━━━ EXTRACTED MATERIAL

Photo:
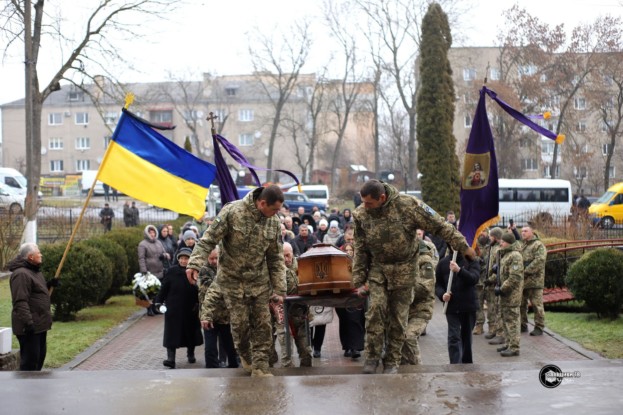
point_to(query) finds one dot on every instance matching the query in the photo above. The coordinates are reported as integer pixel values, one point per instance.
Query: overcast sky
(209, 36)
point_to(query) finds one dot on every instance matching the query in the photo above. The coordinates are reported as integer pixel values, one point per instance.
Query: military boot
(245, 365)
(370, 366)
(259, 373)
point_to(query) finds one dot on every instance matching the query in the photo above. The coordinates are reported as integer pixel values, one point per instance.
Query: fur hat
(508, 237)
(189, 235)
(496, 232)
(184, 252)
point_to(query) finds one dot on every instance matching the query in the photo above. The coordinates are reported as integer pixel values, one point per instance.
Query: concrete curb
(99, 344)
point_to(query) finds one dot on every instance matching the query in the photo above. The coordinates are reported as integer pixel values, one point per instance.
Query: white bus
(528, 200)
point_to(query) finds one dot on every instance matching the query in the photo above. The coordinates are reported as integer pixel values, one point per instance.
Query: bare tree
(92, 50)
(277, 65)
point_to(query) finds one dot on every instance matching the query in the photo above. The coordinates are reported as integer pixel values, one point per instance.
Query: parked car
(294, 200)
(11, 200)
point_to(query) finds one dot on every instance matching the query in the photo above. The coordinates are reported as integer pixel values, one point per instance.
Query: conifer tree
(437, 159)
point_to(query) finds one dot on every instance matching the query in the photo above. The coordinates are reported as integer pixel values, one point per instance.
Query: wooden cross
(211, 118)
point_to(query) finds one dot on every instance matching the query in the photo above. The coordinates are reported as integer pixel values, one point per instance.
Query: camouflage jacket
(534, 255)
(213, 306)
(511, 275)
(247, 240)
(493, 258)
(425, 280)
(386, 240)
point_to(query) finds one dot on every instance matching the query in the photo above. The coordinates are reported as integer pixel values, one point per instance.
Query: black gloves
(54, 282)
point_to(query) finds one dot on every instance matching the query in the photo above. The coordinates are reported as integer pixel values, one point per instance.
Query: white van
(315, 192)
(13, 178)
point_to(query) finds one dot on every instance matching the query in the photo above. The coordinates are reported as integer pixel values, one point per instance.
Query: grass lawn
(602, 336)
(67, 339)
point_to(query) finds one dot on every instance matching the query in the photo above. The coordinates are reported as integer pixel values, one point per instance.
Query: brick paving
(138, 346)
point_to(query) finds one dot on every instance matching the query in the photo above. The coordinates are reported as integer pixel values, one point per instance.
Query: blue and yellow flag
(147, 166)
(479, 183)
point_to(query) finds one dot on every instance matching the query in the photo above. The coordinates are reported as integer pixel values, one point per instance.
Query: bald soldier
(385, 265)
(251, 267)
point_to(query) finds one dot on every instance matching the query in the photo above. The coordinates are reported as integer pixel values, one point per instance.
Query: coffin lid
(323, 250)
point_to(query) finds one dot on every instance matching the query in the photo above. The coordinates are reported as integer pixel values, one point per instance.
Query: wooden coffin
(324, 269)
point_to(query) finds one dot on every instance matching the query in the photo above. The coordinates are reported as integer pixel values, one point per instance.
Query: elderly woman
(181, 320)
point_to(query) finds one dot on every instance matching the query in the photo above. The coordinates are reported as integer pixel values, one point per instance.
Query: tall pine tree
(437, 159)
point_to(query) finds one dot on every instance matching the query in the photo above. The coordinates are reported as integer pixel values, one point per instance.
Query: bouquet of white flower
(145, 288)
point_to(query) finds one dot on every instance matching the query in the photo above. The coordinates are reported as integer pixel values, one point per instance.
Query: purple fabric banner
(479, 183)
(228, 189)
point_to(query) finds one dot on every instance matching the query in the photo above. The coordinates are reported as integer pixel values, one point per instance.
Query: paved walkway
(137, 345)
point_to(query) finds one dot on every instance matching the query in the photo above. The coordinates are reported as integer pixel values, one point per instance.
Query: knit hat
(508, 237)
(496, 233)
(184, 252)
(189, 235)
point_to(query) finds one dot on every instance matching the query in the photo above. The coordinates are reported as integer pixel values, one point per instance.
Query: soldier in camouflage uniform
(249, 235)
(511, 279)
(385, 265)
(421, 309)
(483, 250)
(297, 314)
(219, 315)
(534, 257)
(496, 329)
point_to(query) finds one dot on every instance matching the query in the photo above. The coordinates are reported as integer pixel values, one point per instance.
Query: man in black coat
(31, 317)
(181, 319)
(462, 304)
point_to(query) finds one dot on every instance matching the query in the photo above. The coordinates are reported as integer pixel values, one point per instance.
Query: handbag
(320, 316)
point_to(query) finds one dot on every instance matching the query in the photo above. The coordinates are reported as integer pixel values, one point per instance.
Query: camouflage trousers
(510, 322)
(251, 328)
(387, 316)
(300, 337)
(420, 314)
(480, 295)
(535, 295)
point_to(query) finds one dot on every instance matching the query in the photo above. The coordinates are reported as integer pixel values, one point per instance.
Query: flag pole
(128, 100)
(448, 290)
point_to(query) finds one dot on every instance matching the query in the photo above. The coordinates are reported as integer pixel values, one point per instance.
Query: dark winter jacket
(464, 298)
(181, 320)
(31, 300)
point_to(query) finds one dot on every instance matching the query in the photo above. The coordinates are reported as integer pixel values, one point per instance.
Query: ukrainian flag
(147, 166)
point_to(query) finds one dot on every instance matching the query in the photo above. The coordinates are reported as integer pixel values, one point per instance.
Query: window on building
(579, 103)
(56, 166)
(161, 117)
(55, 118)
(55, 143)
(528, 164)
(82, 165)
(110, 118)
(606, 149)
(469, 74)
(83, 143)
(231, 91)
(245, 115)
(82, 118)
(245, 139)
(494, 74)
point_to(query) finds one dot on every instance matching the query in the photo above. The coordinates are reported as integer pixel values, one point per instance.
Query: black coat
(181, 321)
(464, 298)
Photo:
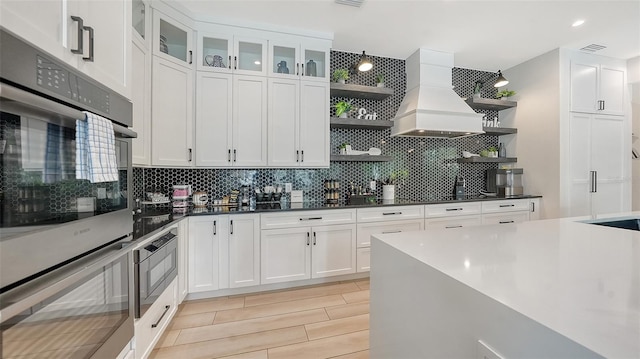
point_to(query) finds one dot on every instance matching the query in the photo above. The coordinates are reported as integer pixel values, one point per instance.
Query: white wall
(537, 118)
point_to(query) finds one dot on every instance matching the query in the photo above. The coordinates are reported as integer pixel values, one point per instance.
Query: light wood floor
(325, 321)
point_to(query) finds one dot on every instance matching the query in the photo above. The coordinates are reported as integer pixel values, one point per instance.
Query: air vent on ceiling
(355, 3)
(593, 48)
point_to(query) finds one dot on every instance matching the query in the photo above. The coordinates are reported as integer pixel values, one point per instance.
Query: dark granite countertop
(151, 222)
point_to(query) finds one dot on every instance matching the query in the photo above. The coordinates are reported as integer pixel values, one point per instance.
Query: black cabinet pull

━━━━━━

PROMPT: Copy the whole of the material above exactly, but not its images.

THE COMPLETED TASK:
Photo:
point_to(query) finds one dot on every instance matching the query in the photo above. The coordinates are reported as integer pixel values, one point per instance.
Query: overcast sky
(209, 36)
point_to(query) finds one dot on every instance matching the query in the photo above. The coordinates are reported as integer pixel values, one point per instance.
Query: military boot
(245, 365)
(370, 366)
(259, 373)
point_to(query) finds one dot on every instance matching the query in the photo above. The coordinates are reported as integer pixel values, one point per instance.
Query: fur hat
(508, 237)
(189, 235)
(496, 232)
(184, 252)
point_to(query) finds one dot on every instance matching the query in the photo above. The coordinates are reported as integer pixel values, one point per instance.
Query: concrete curb
(99, 344)
point_to(query) finds one dot on every instance matching the query in the photo above. The coordinates are reported as integer pixel values, one point per instance.
Query: white bus
(528, 200)
point_to(query) finds one dot on every instance matching the query in the photo above. The coordinates are reported as integer pixel values, one point per instance.
Query: bare tree
(92, 50)
(277, 65)
point_to(query) finds one dot on every instance matching the query in the photo above. The coordinates are reported as integer pixel values, one point per instance.
Query: parked car
(294, 200)
(11, 200)
point_to(query) finds one dot on every instance matching the query in the photo above. The coordinates are reported as integer pixel values, one point per instance.
Query: conifer tree
(437, 159)
point_to(query) finds one dot on every instance matching the query in the photo above. The coordinates are reported as integer pixel values, one point per instance.
Query: wooden cross
(211, 118)
point_to(query) finds one dot on every instance matching the query in the photo above. The coordinates are reported as integer pixel values, one point per instance.
Query: camouflage jacket
(534, 255)
(213, 306)
(511, 275)
(247, 240)
(493, 258)
(425, 280)
(386, 240)
point_to(query) finds one dot on every instance matching the query in the photo above. The coordinates are reported as integer pixel values, one point per instance.
Query: black gloves
(54, 282)
point_to(query) finds one dot on every instance matching the query in the photo above. The coordinates are reported as integer pixel values, one point per instance.
Query: white van
(315, 192)
(13, 178)
point_to(query) finds one dot on every instance matching the query in the photo above. The coordinates are reported as integer pixel values, one point per instance.
Query: grass lawn
(602, 336)
(67, 339)
point_to(query) finds one dot on every instance matching the query in the photo above. The coordinates are reported as integer pixel values, one point per instance.
Query: brick paving
(138, 346)
point_to(query) finds one dot on every instance matching the query in the photo above. The coordinates are reported as integer pixel values, one point per instance.
Query: blue and yellow flag
(147, 166)
(479, 183)
point_to(query) finds one dot on every instance matching the query in the photo above. The coordinates are reported as integer pixel values, one point per instance.
Query: bald soldier
(385, 265)
(251, 267)
point_to(query) finds one dot on every instance matching the query in the photo above. The coordinates are reported as integer pixel values, one point per instance.
Query: coffin lid
(323, 250)
point_to(query) finds one dot on every instance matching the query in the photo above. The coordinates are reported as integer pixel values, one point per instance.
Query: wooden coffin
(324, 269)
point_to(query) finds one dot on every instance matching the query in the photo above. The coordinates are reported as integer pixel values, one point per instance.
Query: elderly woman
(181, 320)
point_to(query) finds one dot on every instance matching the query in the photo above. The coordinates are reported as integer pixel values, one point per instance.
Query: tall pine tree
(437, 159)
point_to(query) finds one dot on every instance matching the query in the photo above. The coordinates are reported as integer pixel values, one point per instance.
Query: bouquet of white flower
(145, 288)
point_to(query) finds one dot on every instance matching the query in the photo above. The coordinates are reported as integer pixel values, one point per instance.
Query: purple fabric banner
(479, 183)
(228, 189)
point_to(query) finds one dot on every instance matching the query in the photo above. The coordinates are reported as integer pixel values, one point per instance.
Query: paved walkway
(137, 345)
point_to(query) finds one dot on every instance matching the query in the photo above. The coordinates are reported as integer pixel values, one point per instance.
Query: knit hat
(508, 237)
(496, 233)
(184, 252)
(189, 235)
point_to(query) finds one dot on every instance matching the query in the photo above. The coordinates are reported as integer pixel values, one point per instance.
Query: soldier in camouflage uniform
(249, 235)
(511, 279)
(385, 265)
(421, 309)
(483, 250)
(297, 314)
(219, 315)
(534, 257)
(496, 329)
point_to(query) finds one dot on every instance matching the query in the photo above. The coordinates are reported as integer pixel values, one point per instance.
Query: man in black coat
(31, 317)
(181, 319)
(462, 304)
point_to(query) finds one dot on every instance matching the query in the photo above. The coordinates are reported as integer pixel values, one point per instance.
Query: handbag
(320, 316)
point_to(query) finds one dot on every instance matching the query in the photo above. The coordinates are reported as integer pixel values, one point per instance.
Query: camouflage trousers
(510, 322)
(251, 328)
(387, 316)
(300, 337)
(420, 314)
(480, 295)
(535, 295)
point_to(query) finds one dot on every instance matching the query in the photo above. The coordinates are reported as integer pixel values, one point per instance.
Query: flag pole
(128, 100)
(448, 290)
point_to(query) finds one dot on every instance matching the query in the photo above. The coordinates are reported as integer pixel values, one point per instance.
Query: dark winter jacket
(464, 298)
(181, 320)
(31, 300)
point_to(query) finds one dot on every instance matching the query in the photo above. The coordinates are reported as integer pixel values, one point per instance.
Query: ukrainian flag
(147, 166)
point_to(query) finds one dot on every instance matching the query in the photo above. The coordinates are reported as integer pixel values, one point per instance.
Query: window on building
(579, 103)
(56, 166)
(161, 117)
(55, 118)
(55, 143)
(528, 164)
(82, 165)
(110, 118)
(606, 149)
(469, 74)
(83, 143)
(231, 91)
(245, 115)
(82, 118)
(245, 139)
(494, 74)
point_to(query) finds one dot on every instance matching the query in the photo above. The coordinates are reported as integer pixel values, one point per instance.
Query: black coat
(181, 321)
(464, 298)
Photo:
point_to(query) finds one dot on every instance matching the query in the photo above. The coordinates are reported as integer pixel values, one point per instance.
Query: white wall
(537, 118)
point_to(query) finds one dot on every instance matching the query in the photo above. The coordinates are reported as integer pixel values, one point per instance.
Query: light wood floor
(325, 321)
point_to(query) finds one dot on every instance matching the query in the photo above. The coordinates are reported as integer pixel values, one point per instance.
Query: air vent on ceiling
(355, 3)
(593, 48)
point_to(query) finds one dot on every instance matching the query in the photo above. The coordinates are reported as integer pixel values, one point per instance.
Query: dark granite countertop
(151, 222)
point_to(query) finds one dot on every instance matching the query in the photo above. The coordinates are reported as integer pixel values, one point per instance.
Query: black cabinet pull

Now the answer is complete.